• **Aim of the task**
The expected output is the complete listing, unchanged.

....

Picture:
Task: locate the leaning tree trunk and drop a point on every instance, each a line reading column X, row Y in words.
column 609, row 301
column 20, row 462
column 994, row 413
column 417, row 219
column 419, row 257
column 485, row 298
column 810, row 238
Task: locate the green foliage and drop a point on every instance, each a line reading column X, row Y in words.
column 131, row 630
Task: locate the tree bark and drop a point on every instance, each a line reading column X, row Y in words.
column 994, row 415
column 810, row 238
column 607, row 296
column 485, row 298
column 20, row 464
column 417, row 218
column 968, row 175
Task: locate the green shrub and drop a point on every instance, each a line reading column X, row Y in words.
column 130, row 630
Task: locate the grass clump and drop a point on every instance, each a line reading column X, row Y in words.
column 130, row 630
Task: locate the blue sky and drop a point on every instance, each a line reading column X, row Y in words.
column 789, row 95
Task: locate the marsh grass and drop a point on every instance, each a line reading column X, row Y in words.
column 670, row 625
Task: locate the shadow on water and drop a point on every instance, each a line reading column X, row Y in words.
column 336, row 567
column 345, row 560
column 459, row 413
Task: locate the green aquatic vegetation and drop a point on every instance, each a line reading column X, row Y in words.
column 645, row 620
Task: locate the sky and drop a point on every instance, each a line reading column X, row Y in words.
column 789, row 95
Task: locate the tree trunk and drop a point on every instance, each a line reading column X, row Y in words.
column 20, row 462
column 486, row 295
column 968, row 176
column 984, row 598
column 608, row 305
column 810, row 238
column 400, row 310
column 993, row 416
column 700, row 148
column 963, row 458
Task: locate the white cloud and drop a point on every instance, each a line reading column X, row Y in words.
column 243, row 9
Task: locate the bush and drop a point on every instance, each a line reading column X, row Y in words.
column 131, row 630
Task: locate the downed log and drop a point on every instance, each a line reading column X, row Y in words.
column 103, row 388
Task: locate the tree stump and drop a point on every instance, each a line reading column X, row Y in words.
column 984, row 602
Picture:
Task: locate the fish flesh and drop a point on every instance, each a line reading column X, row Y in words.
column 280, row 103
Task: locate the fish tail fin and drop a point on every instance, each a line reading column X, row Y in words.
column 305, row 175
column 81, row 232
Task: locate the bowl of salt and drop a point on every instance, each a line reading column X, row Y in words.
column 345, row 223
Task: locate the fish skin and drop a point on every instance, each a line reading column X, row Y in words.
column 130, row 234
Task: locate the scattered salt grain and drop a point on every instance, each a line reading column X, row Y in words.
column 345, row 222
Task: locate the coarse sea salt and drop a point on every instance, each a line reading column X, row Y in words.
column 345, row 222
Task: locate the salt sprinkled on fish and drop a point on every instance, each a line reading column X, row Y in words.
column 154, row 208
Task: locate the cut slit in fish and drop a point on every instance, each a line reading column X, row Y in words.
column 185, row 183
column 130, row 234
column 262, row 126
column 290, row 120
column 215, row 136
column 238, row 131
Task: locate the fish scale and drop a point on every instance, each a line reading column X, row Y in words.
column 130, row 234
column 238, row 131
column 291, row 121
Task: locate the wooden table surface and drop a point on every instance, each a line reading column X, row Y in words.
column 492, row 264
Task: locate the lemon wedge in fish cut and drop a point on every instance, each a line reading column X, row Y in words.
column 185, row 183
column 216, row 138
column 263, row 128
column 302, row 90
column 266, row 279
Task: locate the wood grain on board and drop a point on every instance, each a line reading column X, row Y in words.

....

• **Response**
Picture:
Task: locate the leaning tree trunk and drop a point on every instance, each a line reading column X, row Y in words.
column 609, row 301
column 20, row 462
column 994, row 413
column 417, row 219
column 419, row 257
column 485, row 298
column 810, row 238
Task: locate the green foliage and drop a point on every instance, each a line reading column X, row Y in words.
column 131, row 630
Task: locate the tree bark and drop a point on every instance, each a line reading column X, row Y in words.
column 994, row 415
column 810, row 238
column 607, row 296
column 485, row 298
column 20, row 464
column 417, row 218
column 968, row 175
Task: locate the green shrub and drop a point on every instance, each a line reading column X, row Y in words.
column 130, row 630
Task: locate the grass clump and drop a point on every instance, each a line reading column X, row Y in words.
column 130, row 630
Task: locate the blue sky and drop a point on every instance, each a line reading column X, row Y in words.
column 789, row 95
Task: locate the marsh grass and drop a point on every instance, each a line reading column X, row Y in words.
column 670, row 625
Task: locate the shadow on water and drop a point on every instance, each a line reading column X, row Y in words.
column 336, row 567
column 345, row 560
column 459, row 413
Task: locate the green aquatic vegetation and drop a point on every instance, each a line reading column X, row Y in words.
column 645, row 620
Task: locate the sky and drop a point on every instance, each a line reading column X, row Y in words.
column 789, row 95
Task: locate the tree trunk and drop a point on every instance, each a line reading column X, row Y in words.
column 20, row 462
column 486, row 295
column 968, row 176
column 984, row 598
column 608, row 305
column 810, row 238
column 400, row 310
column 993, row 416
column 700, row 148
column 963, row 458
Task: locate the white cloud and drop a point on every instance, each a line reading column X, row Y in words.
column 243, row 9
Task: locate the bush and drop a point on every instance, each a line reading column X, row Y in words.
column 131, row 630
Task: locate the downed log and drop a point on every instance, each a line reading column X, row Y in words.
column 103, row 388
Task: locate the tree stump and drop a point on every instance, each a line reading column X, row Y in words.
column 984, row 602
Picture:
Task: locate the fish flesh and drop a point on every instance, each a line reading column X, row Y in words.
column 280, row 103
Task: locate the fish tail fin and drop a point on every instance, each a line reading column X, row Y in words.
column 305, row 175
column 81, row 232
Task: locate the bowl of salt and drop a point on every instance, each a line reading column X, row Y in words.
column 345, row 223
Task: locate the fish skin and drop a point on every instance, each a line reading column X, row Y in words.
column 130, row 234
Task: locate the scattered salt grain and drop a point on every instance, each a line reading column X, row Y in words.
column 345, row 222
Task: locate the coarse sea salt and drop a point on every instance, each a line reading column X, row Y in words.
column 345, row 222
Task: locate the salt sprinkled on fish and drop a point on every instance, each a line reading column X, row Y in words.
column 154, row 208
Task: locate the cut slit in fish and drop a point on every instance, each a line reading column X, row Y in words.
column 185, row 183
column 130, row 234
column 262, row 126
column 290, row 120
column 215, row 136
column 238, row 131
Task: locate the fish scale and drop a point on every instance, each a line reading column X, row Y in words.
column 130, row 234
column 238, row 131
column 291, row 121
Task: locate the wooden table surface and drop a point on every instance, each a line reading column X, row Y in words.
column 492, row 264
Task: locate the lemon wedge in fish cut and drop a point on every instance, each a line reading column X, row Y in words.
column 185, row 183
column 216, row 138
column 263, row 128
column 302, row 90
column 266, row 279
Task: locate the wood grain on board and drop a point on every instance, each a line reading column X, row Y in words.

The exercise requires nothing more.